■ Work instructions:
[1] Using the article on Leavitt's health IT community, explain in one to three sentences why Leavitt says the health care industry needs to share information.
[2] Reproduce the part of the article on Leavitt's health IT community that runs from "For health IT" up to and including "and policy vacuum.".

Leavitt will chair the 17-member American Health Information Community charged with accelerating a nationwide transition to networked electronic health records.
Health care costs now represent about 15 percent of the GDP, said Leavitt, thats three times the percentage in 1960.
While much of the increase is due to new technologies, economists estimate that about a third of the health care spent is wasted in services like redundant tests.
For health IT to decrease this waste, Leavitt said, the industry needs to share information so providers can better assess what services a patient needs.
Sharing information requires shared standards, and these standards should come from government-led "guided collaboration" rather than from government mandate or the "last vendor standing" in a competitive marketplace.
Scott Wallace, head of the National Alliance for Health Information Technology (the Alliance), a consortium of health care payers, providers and technology vendors, said the move was "an unprecedented level of engagement by a Cabinet secretary in fundamental technology," and that his involvement might hasten the development of standards by taking them out of a business and policy vacuum.
"The private sector tends to be pretty slow" at developing standards, said Wallace. "Debates are not occurring between the clinicians and businesses who will use them but the technologists that develop them, and thats not good."
At a speech in February, David Brailer, the National Health IT Coordinator, hinted that if the industry failed to adopt common standards, the government would be forced to step in.
But Rob Seliger, CEO of Sentillion and chair of the interoperability working group at HIMSS (Health Information Management and Systems Society), welcomed Leavitts involvement despite a risk of excessive government involvement.
"I think he goes into it not with the intent of a heavy hand but with being a catalyst. The fact that hes going to chair it is a monumental step for this industry."

■ Data excerpt:
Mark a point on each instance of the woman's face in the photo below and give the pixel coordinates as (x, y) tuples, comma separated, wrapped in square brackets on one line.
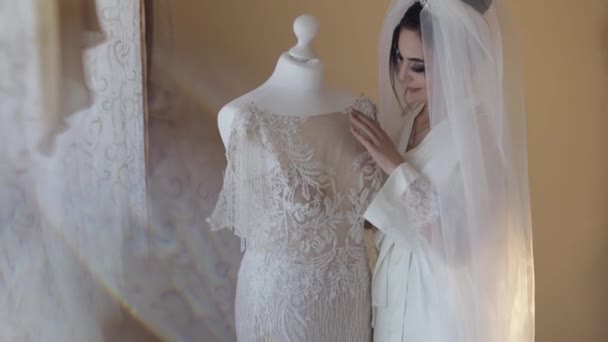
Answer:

■ Expected responses:
[1] Leavitt says sharing information would let health IT reduce waste. Economists estimate that about a third of health care spending is wasted on services such as redundant tests. Shared information would help providers better assess what services a patient needs.

[2]
For health IT to decrease this waste, Leavitt said, the industry needs to share information so providers can better assess what services a patient needs.
Sharing information requires shared standards, and these standards should come from government-led "guided collaboration" rather than from government mandate or the "last vendor standing" in a competitive marketplace.
Scott Wallace, head of the National Alliance for Health Information Technology (the Alliance), a consortium of health care payers, providers and technology vendors, said the move was "an unprecedented level of engagement by a Cabinet secretary in fundamental technology," and that his involvement might hasten the development of standards by taking them out of a business and policy vacuum.